§ ENTRIES PROVIDED:
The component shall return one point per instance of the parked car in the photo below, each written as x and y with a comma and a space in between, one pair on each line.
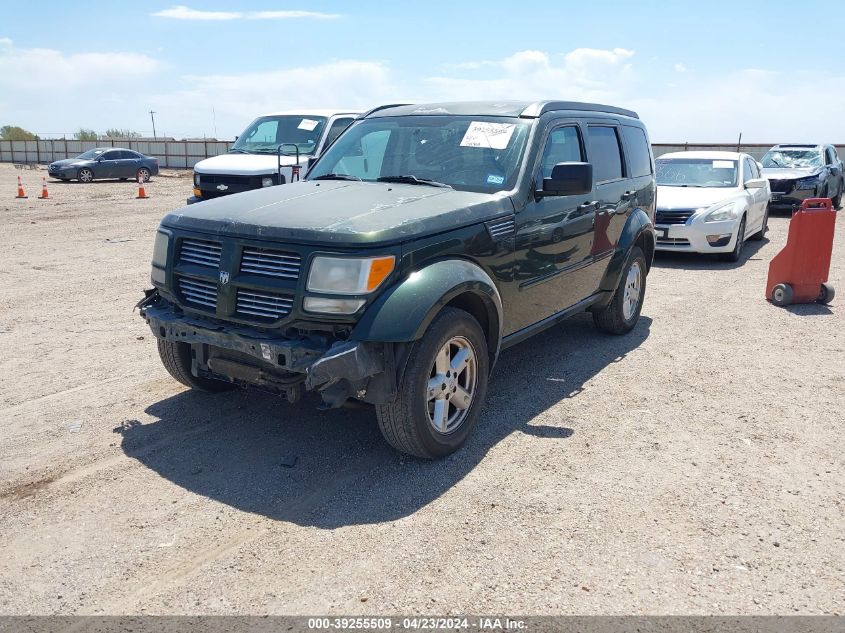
104, 162
798, 172
408, 258
708, 202
271, 151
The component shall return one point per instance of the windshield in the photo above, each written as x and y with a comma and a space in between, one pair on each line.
265, 134
791, 158
469, 153
695, 172
90, 154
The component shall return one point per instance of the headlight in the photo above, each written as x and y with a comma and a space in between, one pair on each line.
723, 212
160, 249
808, 183
348, 275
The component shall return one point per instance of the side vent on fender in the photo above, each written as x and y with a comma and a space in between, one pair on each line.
501, 228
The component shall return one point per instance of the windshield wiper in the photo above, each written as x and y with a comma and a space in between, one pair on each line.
413, 180
335, 177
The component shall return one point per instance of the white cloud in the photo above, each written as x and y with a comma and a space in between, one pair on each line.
182, 12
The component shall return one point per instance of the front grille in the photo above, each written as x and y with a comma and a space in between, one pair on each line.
200, 252
781, 186
279, 264
263, 304
673, 241
200, 292
673, 216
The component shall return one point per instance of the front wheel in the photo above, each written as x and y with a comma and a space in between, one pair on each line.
622, 313
176, 358
442, 391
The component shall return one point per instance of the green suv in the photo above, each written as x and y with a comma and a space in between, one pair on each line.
422, 242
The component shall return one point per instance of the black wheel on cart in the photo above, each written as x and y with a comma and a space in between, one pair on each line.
826, 294
782, 295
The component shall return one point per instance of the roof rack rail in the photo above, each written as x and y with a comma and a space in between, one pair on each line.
541, 107
383, 107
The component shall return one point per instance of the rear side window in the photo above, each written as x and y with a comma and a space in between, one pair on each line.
639, 156
605, 153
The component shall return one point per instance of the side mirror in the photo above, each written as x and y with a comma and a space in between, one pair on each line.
569, 179
756, 183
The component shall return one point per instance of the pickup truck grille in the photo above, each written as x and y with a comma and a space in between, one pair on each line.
263, 304
201, 292
675, 216
260, 261
200, 252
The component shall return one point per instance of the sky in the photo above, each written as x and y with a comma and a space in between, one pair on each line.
702, 71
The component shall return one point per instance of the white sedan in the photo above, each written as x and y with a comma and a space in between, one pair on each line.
709, 202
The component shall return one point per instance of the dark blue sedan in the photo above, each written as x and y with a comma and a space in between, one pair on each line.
104, 162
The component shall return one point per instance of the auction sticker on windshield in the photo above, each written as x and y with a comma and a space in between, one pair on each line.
488, 135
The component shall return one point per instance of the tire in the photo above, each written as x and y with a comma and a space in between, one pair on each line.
826, 294
622, 313
736, 254
782, 295
176, 358
408, 423
759, 235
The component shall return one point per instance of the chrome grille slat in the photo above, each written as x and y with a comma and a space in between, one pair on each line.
202, 252
198, 291
270, 263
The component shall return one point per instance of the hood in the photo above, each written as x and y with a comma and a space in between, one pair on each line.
67, 162
245, 164
693, 197
789, 173
339, 212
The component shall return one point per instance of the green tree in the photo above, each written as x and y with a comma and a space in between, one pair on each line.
15, 133
121, 133
85, 135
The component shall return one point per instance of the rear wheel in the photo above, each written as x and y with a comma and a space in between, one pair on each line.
782, 295
826, 293
621, 314
442, 391
176, 358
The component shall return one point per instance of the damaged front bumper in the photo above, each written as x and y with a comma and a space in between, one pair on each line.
338, 369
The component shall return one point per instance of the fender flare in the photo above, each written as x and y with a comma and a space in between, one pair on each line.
404, 312
638, 225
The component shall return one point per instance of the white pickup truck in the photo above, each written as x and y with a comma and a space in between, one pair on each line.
273, 150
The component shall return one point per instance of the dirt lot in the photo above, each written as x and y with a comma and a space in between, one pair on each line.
693, 466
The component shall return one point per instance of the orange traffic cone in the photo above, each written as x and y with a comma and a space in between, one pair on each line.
142, 194
21, 193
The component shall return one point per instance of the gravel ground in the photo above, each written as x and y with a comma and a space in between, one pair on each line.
694, 466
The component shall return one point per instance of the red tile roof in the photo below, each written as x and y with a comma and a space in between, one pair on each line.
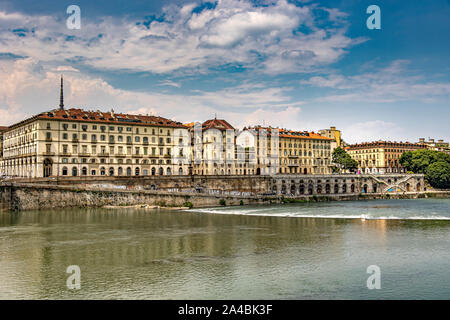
284, 133
102, 117
217, 124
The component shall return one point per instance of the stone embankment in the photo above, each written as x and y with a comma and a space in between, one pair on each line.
21, 196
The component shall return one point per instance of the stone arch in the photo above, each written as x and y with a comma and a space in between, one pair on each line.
48, 167
301, 189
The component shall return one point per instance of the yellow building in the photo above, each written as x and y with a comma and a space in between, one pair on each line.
381, 156
299, 152
334, 134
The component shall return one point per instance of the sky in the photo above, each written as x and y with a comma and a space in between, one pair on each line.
302, 65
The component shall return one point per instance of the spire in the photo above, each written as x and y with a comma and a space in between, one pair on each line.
61, 96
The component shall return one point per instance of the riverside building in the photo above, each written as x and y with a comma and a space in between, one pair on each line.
76, 142
381, 156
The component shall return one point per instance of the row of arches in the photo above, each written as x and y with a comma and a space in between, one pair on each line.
103, 171
318, 189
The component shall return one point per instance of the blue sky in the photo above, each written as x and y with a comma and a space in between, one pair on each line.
298, 64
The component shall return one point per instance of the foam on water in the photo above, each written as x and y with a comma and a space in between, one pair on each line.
339, 211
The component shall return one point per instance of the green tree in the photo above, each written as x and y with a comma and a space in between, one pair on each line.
434, 164
438, 174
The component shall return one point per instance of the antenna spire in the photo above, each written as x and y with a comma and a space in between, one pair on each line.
61, 96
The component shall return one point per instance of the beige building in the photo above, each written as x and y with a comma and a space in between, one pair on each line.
77, 142
334, 134
218, 149
381, 156
298, 151
438, 145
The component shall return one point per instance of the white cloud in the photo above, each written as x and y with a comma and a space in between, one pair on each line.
31, 88
263, 37
390, 84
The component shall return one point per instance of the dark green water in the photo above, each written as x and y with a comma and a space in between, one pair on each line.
302, 251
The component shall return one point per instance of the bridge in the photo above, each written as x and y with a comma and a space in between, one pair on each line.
297, 185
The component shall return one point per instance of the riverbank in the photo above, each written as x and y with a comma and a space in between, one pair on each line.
19, 197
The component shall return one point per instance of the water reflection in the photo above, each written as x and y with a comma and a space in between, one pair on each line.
159, 255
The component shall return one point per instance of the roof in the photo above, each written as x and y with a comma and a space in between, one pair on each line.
381, 143
102, 117
217, 124
285, 133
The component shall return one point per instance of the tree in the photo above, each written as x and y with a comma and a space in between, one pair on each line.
434, 164
438, 174
343, 160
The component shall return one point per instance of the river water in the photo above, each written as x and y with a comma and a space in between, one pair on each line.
295, 251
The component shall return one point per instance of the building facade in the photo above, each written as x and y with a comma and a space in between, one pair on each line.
381, 156
439, 145
91, 143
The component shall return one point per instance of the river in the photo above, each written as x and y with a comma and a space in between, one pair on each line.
292, 251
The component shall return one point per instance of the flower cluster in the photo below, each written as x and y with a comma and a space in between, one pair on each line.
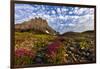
24, 52
24, 56
55, 53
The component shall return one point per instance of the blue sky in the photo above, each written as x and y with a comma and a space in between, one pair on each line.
60, 18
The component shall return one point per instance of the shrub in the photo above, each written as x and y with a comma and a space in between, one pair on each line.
24, 56
55, 53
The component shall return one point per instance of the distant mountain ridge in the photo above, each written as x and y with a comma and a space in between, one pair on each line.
37, 25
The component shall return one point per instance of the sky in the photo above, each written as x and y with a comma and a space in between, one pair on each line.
61, 18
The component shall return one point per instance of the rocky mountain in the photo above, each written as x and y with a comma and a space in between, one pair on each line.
37, 25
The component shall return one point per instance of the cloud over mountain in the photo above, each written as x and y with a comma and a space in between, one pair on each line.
60, 18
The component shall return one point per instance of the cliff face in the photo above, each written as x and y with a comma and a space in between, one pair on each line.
37, 25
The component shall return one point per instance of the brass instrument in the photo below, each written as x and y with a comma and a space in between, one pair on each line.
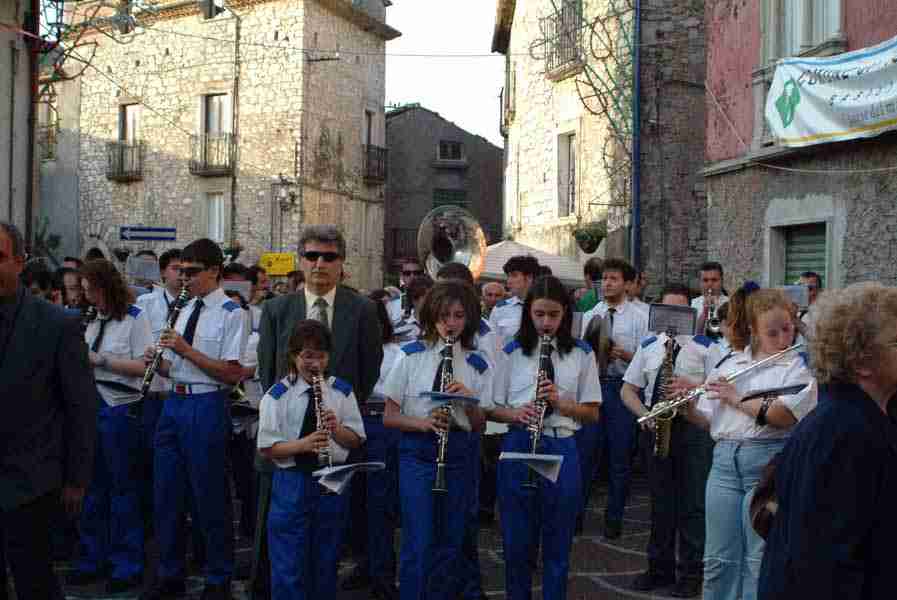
537, 423
173, 314
689, 396
664, 422
439, 486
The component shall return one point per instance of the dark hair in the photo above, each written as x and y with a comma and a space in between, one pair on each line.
103, 276
809, 274
548, 288
455, 271
676, 289
205, 252
308, 334
168, 256
593, 268
621, 266
419, 286
712, 265
528, 265
382, 314
439, 298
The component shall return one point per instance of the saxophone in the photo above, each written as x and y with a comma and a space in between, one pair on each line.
537, 423
664, 424
448, 377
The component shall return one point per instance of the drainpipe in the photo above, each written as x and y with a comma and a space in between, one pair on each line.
636, 219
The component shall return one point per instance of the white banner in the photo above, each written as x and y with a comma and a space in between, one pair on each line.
848, 96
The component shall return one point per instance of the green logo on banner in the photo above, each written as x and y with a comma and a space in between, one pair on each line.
788, 101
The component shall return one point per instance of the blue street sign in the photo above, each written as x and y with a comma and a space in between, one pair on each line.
132, 233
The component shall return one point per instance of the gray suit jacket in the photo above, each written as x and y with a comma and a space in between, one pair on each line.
357, 341
48, 429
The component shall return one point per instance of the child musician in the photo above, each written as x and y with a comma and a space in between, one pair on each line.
306, 524
572, 395
433, 524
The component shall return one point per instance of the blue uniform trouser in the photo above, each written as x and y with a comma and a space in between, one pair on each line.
111, 523
547, 513
614, 433
305, 532
191, 455
382, 498
433, 524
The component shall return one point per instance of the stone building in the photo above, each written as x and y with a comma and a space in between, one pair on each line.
433, 162
567, 119
240, 120
775, 211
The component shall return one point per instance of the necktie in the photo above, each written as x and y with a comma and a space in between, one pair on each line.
445, 363
190, 330
320, 312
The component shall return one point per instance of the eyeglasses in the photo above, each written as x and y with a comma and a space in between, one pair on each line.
313, 256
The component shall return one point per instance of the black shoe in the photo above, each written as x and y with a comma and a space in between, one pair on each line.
651, 580
79, 578
356, 580
612, 529
165, 589
687, 588
117, 586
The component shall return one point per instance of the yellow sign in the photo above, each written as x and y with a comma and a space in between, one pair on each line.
278, 263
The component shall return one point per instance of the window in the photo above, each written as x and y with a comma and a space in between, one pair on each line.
451, 150
566, 174
442, 197
215, 216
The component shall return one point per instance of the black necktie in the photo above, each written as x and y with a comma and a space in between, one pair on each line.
192, 321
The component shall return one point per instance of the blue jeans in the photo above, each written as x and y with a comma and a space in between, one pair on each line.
733, 551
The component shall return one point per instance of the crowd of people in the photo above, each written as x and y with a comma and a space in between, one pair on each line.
151, 405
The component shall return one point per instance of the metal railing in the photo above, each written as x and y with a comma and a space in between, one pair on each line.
212, 155
124, 161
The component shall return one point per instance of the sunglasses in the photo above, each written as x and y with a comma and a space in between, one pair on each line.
313, 256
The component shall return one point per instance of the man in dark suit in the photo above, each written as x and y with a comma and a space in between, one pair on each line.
357, 343
48, 434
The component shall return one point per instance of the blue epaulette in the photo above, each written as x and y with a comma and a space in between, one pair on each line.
277, 390
484, 327
341, 385
703, 340
477, 362
414, 347
511, 346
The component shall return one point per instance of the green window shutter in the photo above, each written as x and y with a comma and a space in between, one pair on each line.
804, 251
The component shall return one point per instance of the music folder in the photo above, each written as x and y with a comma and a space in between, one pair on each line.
546, 465
337, 477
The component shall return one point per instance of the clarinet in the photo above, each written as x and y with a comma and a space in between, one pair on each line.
173, 314
442, 437
537, 422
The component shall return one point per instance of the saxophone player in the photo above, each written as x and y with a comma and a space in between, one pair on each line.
306, 525
569, 393
676, 481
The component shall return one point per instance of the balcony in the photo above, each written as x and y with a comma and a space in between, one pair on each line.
212, 155
374, 164
124, 161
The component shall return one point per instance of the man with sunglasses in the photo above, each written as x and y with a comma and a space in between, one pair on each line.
202, 359
355, 358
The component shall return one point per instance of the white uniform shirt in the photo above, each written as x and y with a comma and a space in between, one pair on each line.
630, 328
416, 368
126, 339
690, 362
729, 423
575, 376
283, 409
221, 334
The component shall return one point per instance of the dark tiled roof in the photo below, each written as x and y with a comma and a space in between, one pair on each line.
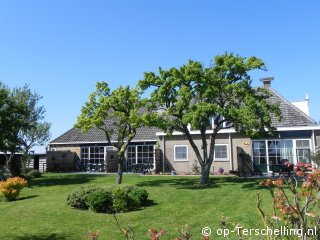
75, 135
291, 115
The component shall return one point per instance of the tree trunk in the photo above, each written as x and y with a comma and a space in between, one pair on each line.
120, 170
205, 170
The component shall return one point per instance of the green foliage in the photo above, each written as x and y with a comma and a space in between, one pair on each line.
30, 174
115, 199
219, 96
128, 198
117, 113
4, 173
21, 122
11, 187
121, 199
78, 198
100, 201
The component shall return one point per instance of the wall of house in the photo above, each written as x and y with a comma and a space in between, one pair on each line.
66, 147
167, 145
244, 142
317, 139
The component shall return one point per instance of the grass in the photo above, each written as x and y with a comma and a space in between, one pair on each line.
41, 213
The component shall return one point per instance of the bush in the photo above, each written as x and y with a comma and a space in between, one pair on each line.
138, 195
4, 173
12, 187
30, 174
100, 201
128, 198
34, 173
78, 198
116, 199
120, 199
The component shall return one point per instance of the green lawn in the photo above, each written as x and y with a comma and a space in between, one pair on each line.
41, 212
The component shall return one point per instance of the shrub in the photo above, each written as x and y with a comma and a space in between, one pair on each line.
115, 199
128, 198
78, 198
34, 173
120, 199
100, 201
12, 187
138, 195
4, 173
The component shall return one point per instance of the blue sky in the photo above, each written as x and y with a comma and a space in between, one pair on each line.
62, 48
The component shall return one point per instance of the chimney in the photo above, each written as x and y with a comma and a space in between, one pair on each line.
267, 81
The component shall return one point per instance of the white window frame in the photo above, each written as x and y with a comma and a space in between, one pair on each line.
294, 147
187, 155
221, 159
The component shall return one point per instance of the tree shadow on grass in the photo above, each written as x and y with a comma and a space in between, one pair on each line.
193, 183
64, 179
49, 236
27, 197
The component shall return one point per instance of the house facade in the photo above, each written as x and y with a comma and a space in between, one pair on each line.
297, 136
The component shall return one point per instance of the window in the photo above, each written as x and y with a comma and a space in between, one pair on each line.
221, 152
259, 152
280, 150
181, 153
93, 155
303, 150
140, 154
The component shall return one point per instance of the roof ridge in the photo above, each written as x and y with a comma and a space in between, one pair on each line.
292, 105
62, 134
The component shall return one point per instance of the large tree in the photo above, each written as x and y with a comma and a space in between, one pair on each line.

§ GIVEN REQUEST:
Output the line holding "the roof ridge", then every later line through the end of the records above, exactly as given and nothing else.

§ CORRECT OUTPUT:
The component shall return one point per instance of the roof ridge in the photo above, each written as x and y with a comma and a space in between, one pair on each line.
292, 105
62, 134
The component shall return one point per instance of the large tree in the photo above, each written as x and y with a comma and a space in between, one pair on each line.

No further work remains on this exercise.